-- START OF The input --
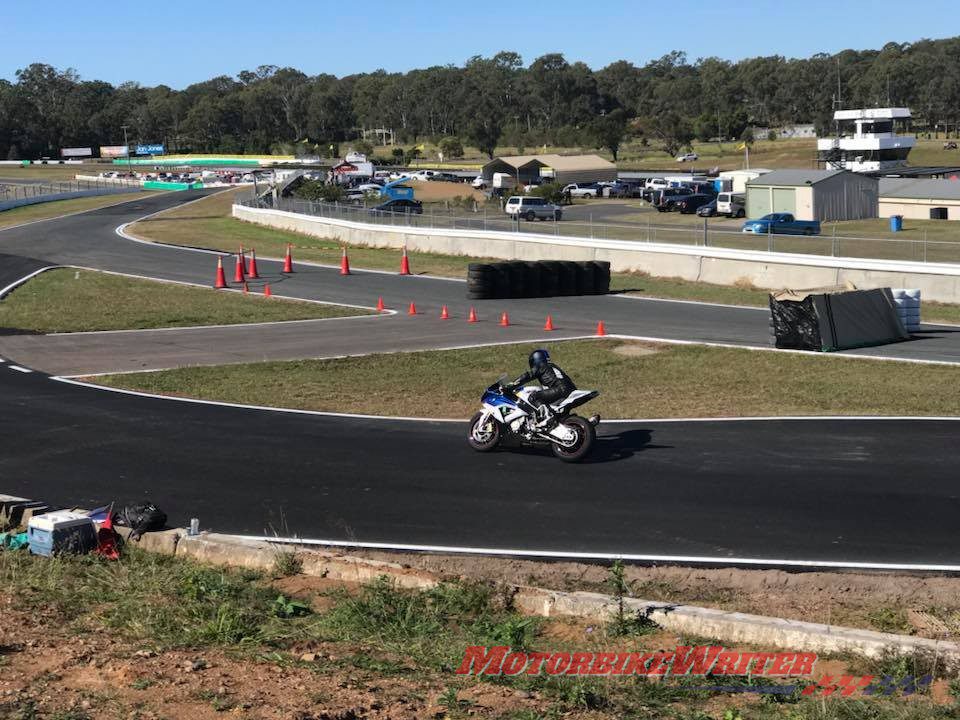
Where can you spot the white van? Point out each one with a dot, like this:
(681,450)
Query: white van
(731,204)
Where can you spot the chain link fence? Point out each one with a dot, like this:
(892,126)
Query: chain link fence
(693,234)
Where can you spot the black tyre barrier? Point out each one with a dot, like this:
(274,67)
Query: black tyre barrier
(601,276)
(588,283)
(532,278)
(543,278)
(517,271)
(549,278)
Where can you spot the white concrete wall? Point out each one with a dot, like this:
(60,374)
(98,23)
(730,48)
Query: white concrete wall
(917,209)
(20,202)
(938,282)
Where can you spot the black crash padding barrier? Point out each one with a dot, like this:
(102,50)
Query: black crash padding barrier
(542,278)
(828,321)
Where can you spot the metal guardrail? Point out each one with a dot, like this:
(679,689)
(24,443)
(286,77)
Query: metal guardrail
(932,251)
(25,191)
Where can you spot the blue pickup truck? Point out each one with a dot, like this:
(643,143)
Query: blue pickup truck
(782,224)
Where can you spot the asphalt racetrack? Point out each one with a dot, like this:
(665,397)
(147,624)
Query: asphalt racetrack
(827,490)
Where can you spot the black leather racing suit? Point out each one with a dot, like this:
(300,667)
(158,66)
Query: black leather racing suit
(556,384)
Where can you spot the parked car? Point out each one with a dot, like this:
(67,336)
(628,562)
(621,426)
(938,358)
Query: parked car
(731,205)
(409,207)
(531,208)
(691,203)
(666,200)
(582,189)
(782,224)
(444,177)
(708,209)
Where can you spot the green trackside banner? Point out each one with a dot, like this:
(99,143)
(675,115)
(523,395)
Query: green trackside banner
(152,185)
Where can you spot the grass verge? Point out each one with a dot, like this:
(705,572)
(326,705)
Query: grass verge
(90,638)
(56,208)
(636,380)
(67,300)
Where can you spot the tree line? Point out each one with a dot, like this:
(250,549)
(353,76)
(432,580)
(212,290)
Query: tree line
(488,102)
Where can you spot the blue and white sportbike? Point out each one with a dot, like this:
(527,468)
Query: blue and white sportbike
(570,436)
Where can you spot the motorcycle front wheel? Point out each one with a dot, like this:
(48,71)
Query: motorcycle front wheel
(578,449)
(483,437)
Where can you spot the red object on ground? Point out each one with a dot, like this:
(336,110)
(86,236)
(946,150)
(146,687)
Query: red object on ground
(107,538)
(238,272)
(221,280)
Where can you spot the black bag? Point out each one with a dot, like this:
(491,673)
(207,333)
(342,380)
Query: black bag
(141,518)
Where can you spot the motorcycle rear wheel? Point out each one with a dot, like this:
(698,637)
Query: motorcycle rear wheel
(586,434)
(486,438)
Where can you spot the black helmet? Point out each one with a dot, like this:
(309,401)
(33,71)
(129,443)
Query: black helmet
(538,358)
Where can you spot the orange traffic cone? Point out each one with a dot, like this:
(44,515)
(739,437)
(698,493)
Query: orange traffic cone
(221,280)
(238,271)
(252,272)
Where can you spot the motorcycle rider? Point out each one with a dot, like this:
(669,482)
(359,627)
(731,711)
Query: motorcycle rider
(555,386)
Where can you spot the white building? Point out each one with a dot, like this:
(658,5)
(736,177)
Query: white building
(867,141)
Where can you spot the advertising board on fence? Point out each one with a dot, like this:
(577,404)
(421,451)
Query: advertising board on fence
(151,149)
(114,151)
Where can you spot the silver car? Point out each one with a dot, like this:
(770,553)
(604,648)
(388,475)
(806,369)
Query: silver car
(531,208)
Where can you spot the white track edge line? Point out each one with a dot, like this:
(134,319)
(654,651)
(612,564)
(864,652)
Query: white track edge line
(17,283)
(635,557)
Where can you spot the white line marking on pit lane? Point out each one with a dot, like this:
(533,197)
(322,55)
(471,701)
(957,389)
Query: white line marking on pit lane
(560,554)
(70,380)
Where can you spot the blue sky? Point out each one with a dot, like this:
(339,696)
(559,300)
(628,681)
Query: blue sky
(176,42)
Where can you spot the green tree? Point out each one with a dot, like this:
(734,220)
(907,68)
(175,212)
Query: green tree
(451,147)
(609,129)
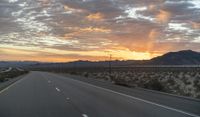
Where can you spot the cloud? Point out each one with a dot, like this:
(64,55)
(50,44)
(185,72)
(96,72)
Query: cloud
(141,26)
(95,17)
(163,16)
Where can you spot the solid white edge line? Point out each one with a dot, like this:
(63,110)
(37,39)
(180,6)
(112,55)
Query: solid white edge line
(149,102)
(84,115)
(58,89)
(11,85)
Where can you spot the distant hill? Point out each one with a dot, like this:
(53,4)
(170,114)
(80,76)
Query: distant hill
(16,63)
(185,57)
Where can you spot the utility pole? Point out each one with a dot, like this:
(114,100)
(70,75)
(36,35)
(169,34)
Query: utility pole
(110,65)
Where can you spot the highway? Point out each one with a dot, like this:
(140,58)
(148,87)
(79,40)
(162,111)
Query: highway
(41,94)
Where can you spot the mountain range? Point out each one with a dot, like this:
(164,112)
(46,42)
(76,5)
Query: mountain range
(184,57)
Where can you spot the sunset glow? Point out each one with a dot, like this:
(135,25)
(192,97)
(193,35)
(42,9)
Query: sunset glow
(68,30)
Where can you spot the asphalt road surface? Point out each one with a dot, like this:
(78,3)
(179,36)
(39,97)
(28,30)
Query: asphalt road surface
(41,94)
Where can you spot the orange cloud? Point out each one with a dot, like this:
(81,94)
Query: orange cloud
(163,16)
(196,25)
(93,29)
(69,9)
(96,17)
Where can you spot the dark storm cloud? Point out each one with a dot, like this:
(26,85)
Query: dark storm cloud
(137,25)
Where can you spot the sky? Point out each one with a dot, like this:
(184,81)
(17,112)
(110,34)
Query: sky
(69,30)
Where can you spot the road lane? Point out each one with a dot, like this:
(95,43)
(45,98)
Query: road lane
(33,97)
(42,94)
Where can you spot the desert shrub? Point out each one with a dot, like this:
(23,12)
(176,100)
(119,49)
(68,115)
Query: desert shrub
(154,84)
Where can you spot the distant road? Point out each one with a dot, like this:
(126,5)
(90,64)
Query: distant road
(41,94)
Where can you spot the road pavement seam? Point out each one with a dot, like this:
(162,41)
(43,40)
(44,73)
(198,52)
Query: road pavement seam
(142,100)
(84,115)
(58,89)
(8,87)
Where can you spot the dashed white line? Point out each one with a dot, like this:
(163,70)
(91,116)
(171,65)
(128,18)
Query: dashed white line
(11,85)
(139,99)
(58,89)
(84,115)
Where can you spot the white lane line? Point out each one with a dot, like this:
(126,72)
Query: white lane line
(142,100)
(84,115)
(8,87)
(58,89)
-- END OF The input --
• Given exercise: Return, unchanged, each line from the line containing "Where can you spot the distant road?" through the last line of the material.

• Exercise response:
Where can you spot the distant road? Point out each one with a dot, like this:
(126,5)
(90,64)
Query: distant road
(41,94)
Where can you spot the road pavement seam? Point out each one with a dot, like this:
(162,41)
(43,40)
(44,73)
(198,52)
Query: road pavement seam
(142,100)
(84,115)
(58,89)
(8,87)
Where can you spot the dashed white line? Point out each one with a dot, like this:
(163,70)
(91,116)
(171,65)
(128,18)
Query: dashed white line
(11,85)
(139,99)
(58,89)
(84,115)
Where can you spot the white lane line? Point out each one with a dot, like this:
(126,72)
Query: white lane line
(142,100)
(84,115)
(8,87)
(58,89)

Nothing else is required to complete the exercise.